--- Start Passage given ---

There’s a story I return to often. During the Second World War, many young American soldiers went into battle with one simple purpose: to protect the man next to them. It wasn’t about geopolitics or grand ideals. It was survival, loyalty, love. But when they discovered the concentration camps—when they saw the horror that had taken root in the world—they understood something deeper. They were not just fighting for each other. They were fighting for humanity. For a world where such cruelty would never be allowed to rise again.

That, I believe, is the deeper reason why we fight, not just in war, but in life. We fight so that others will not have to. We fight so that our children, and theirs, can live freer, kinder lives. This is the dream of every parent, every teacher, every generation nearing its twilight: to leave behind a world better than the one it inherited.

But on this count, we have fallen short. Let me name just one example: climate change.

When I was your age, global warming was still a theory under debate. It wasn’t until the late 1970s that scientific consensus began to take shape. In the 90s, it started entering textbooks and news cycles. But by the time you were born, it had already become an existential crisis. You grew up in it. You were born into the flood.

By the early 2000s, world leaders were already meeting yearly to negotiate climate accords. And yet, the waters kept rising. In 2013, as diplomats gathered once more to discuss carbon emissions, Typhoon Yolanda tore through Tacloban and Eastern Visayas. One of the strongest typhoons in recorded history. That, too, is the world you are inheriting.

A world of rising sea levels, inundated coastal cities, collapsing reefs, burning forests, melting polar ice caps and erratic seasons. A world made volatile by the choices of those who came before you.

And let us be honest: this is not your fault. Your generation did not cause this crisis. Yet it is your generation—and your children’s—that will suffer its worst consequences. Ours may already be gone by then. But you—you are the ones who will be called to repair what we allowed to break.

The only question now is whether we’ve left you enough time. Whether we, in the years we have left, can still do our part to reverse the damage. Or at the very least, slow it down.
My own battle has long been rooted in another urgent struggle—one that, like climate justice, crosses borders, governments, and generations: the fight for human rights.

After World War II, when the world stood aghast at the horror of the concentration camps, humanity seemed to agree: never again. We built institutions. We wrote declarations. We crafted laws meant to shield the vulnerable from the violence of the powerful. And for a time, it felt like progress.

But history has a way of returning in disguise.

When a mayor I had investigated for orchestrating a death squad in a city in Mindanao rose to the presidency, and declared that he would bring the killings to every corner of the country, including major cities, I knew I had to act.

I thought any decent politician would. I believed the fight for life, for due process, for human dignity would be an obvious one. I was wrong.

Suddenly, I found myself standing almost alone. Only a few stood with me: some colleagues, the Catholic Church, a handful of brave journalists, artists, feminists, and civil society groups. We were few. But we were loud. And for that, we became targets.

People would ask me, “Leila, why are you fighting Duterte?”

To me, that was the wrong question. The better question was: Why wouldn’t I?

--- End Passage given ---

• **To be done**:
1: In the speech on climate and human rights, what storm struck Tacloban and Eastern Visayas in 2013?
2: Which groups and people does the speech on climate and human rights say stood with the speaker? List all of them.
3: Go on with the speech on climate and human rights from its final sentence.

--- Start Record extracts ---

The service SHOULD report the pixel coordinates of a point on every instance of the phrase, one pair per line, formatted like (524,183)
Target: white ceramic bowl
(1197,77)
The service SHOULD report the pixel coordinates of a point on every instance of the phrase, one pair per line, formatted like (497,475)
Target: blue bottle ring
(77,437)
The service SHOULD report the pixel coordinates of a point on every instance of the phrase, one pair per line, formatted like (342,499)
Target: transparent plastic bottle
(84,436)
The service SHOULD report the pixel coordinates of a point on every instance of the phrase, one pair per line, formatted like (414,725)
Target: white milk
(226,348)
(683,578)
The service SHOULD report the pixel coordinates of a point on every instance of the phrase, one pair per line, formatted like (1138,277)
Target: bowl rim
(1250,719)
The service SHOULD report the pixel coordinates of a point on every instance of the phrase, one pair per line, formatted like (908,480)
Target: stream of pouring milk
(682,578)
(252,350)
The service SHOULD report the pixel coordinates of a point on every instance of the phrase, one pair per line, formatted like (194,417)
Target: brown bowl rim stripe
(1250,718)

--- End Record extracts ---
--- Start Record extracts ---

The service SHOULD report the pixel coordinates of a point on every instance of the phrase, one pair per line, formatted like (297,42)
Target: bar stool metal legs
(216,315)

--- End Record extracts ---
--- Start Record extracts ---

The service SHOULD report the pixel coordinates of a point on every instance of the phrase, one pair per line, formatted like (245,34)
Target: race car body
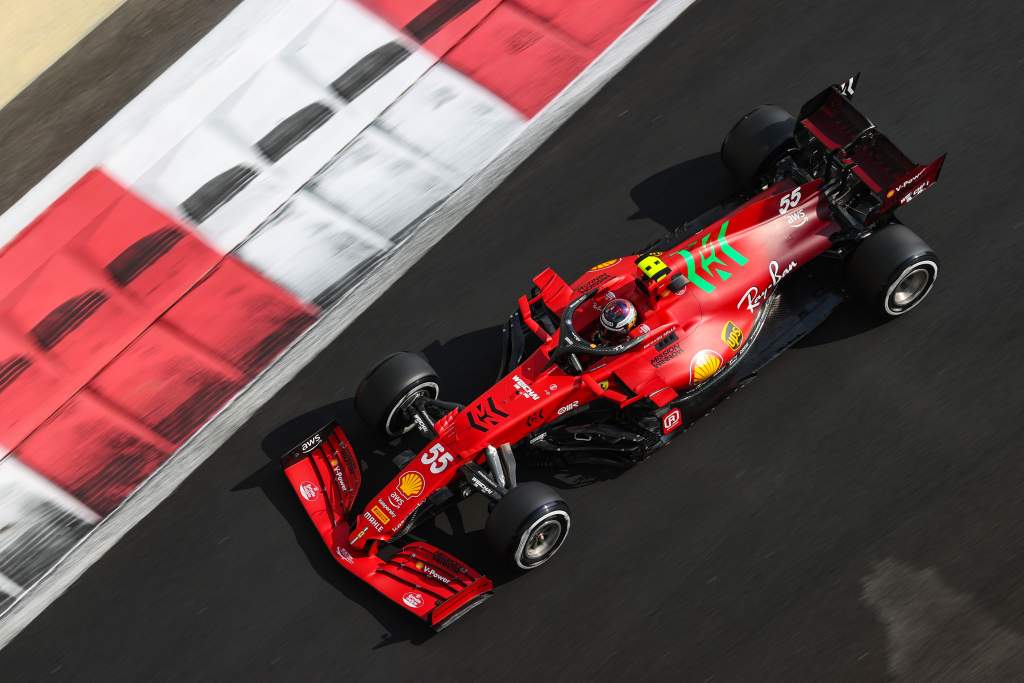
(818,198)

--- End Record extracts ---

• **Set of answers**:
1: Typhoon Yolanda

2: some colleagues, the Catholic Church, a handful of brave journalists, artists, feminists, civil society groups

3:
When a man in power tells you to help him kill—literally kill—other human beings, the moral line is not blurry. The call to resist is not complicated. The fear may be real, but so is the obligation.

And yes, I was afraid. But not so afraid that I forgot what I was fighting for. I was fighting so my children—and yours—would not have to face someone like him again when I’m no longer here.

My eldest son is a special child—a gifted painter, full of wonder. One of these days I’d be proud to share with you some of his art. From the moment I realized he was different, I also knew that the world could be cruel to people like him. Too fast, too brutal, too careless.

And so I resolved: he would never face that world alone. I would be his shield. I would be his witness.

That is why when the biggest bully in the country became the President of the Republic, I did what any mother would do. I fought back. Because Duterte was no ordinary bully. He didn’t just humiliate. He didn’t just threaten. He ordered the killings of thousands. He made fear official policy.

There were thousands of Filipinos who, like my son, had no way to defend themselves. And instead of protecting them, the state hunted them. Branded them. Executed them.

I remember Kian, a teenage boy, barely seventeen. He begged the police to spare his
life: “May exam pa po ako bukas.” But they killed him anyway.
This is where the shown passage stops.